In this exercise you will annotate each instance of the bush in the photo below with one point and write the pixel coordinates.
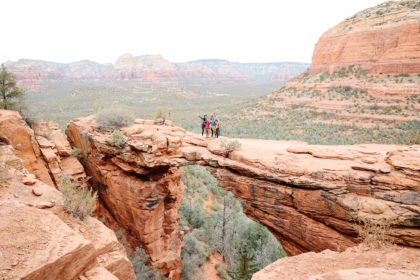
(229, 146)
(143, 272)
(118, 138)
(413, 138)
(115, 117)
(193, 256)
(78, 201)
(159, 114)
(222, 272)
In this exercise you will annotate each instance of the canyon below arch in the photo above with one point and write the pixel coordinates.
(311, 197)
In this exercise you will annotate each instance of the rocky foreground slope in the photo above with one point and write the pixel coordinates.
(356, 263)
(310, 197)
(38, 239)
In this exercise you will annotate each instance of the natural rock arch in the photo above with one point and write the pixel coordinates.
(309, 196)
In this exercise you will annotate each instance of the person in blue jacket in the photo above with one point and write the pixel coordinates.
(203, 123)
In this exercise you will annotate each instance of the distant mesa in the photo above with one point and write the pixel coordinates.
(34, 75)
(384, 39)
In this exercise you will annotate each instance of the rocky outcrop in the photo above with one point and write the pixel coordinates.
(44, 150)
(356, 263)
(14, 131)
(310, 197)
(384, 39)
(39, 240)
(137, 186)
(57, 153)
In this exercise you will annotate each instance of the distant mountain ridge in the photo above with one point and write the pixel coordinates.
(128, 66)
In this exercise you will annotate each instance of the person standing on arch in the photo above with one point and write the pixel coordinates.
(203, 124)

──────────

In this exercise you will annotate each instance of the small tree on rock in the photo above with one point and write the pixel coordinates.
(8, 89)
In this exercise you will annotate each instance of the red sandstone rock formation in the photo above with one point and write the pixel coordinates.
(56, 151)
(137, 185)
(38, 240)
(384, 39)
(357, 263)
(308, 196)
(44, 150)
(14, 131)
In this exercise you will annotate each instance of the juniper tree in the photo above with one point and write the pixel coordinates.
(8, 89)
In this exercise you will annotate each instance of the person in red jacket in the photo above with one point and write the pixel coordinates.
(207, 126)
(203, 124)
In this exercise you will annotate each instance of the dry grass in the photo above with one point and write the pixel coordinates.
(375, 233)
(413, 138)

──────────

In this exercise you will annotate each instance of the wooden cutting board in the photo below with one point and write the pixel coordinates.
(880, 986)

──────────

YOUR TASK >> Locate each line in the items above that includes the word "jacket", and copy those lines out.

RESPONSE >>
In this exercise you will annotate each instance of the person in blue jacket in the photo above with one point and write the pixel coordinates.
In this exercise you will annotate each instance of the person in red jacket in the photo above with one point and write the pixel coordinates.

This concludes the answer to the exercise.